◆ Data listing
# # #

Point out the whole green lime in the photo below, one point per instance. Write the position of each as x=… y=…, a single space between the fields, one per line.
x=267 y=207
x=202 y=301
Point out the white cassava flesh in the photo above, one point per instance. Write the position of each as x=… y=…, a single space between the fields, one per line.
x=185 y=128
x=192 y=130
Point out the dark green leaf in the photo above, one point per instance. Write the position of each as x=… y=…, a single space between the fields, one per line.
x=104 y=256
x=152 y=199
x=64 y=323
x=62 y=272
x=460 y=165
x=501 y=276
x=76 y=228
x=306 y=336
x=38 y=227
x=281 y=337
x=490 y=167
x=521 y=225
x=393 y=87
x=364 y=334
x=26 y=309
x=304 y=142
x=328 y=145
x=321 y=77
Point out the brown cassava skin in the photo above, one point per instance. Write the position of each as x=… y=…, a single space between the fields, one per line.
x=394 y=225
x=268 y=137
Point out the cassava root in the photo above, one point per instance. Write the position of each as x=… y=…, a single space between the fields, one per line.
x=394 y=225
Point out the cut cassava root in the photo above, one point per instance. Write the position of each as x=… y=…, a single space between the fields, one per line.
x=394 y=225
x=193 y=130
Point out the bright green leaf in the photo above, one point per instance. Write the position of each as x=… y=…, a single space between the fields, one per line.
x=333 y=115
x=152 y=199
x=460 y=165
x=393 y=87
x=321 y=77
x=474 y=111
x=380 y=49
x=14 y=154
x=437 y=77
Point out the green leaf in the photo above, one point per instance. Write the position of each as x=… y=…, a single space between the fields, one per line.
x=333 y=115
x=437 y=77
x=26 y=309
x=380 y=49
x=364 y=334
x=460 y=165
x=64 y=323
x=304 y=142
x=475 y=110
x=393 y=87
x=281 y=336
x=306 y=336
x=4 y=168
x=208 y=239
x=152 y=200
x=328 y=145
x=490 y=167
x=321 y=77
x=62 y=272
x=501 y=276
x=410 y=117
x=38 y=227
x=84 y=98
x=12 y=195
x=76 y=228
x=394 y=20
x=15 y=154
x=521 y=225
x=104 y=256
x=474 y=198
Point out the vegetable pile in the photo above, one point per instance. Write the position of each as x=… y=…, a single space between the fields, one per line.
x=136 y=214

# # #

◆ To do
Reproduce word for word the lines of the data from the line with "Point out the cut" to the line with "x=193 y=130", including both of those lines.

◆ Solution to this exercise
Point out the cut cassava root in the photo above, one point per instance. Write the position of each as x=… y=…, a single space between the fields, one per line.
x=394 y=225
x=193 y=130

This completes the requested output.